━━━ Provided data

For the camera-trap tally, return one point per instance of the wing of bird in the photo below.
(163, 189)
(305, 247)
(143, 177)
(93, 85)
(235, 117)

━━━━━━

■ **Short exercise**:
Rewrite the entries above with "camera-trap tally" swapped for "field survey count" and everything else left as it is.

■ **Exercise solution**:
For the field survey count, return one point per instance of the wing of bird in the photo below.
(163, 189)
(305, 247)
(143, 177)
(93, 85)
(235, 117)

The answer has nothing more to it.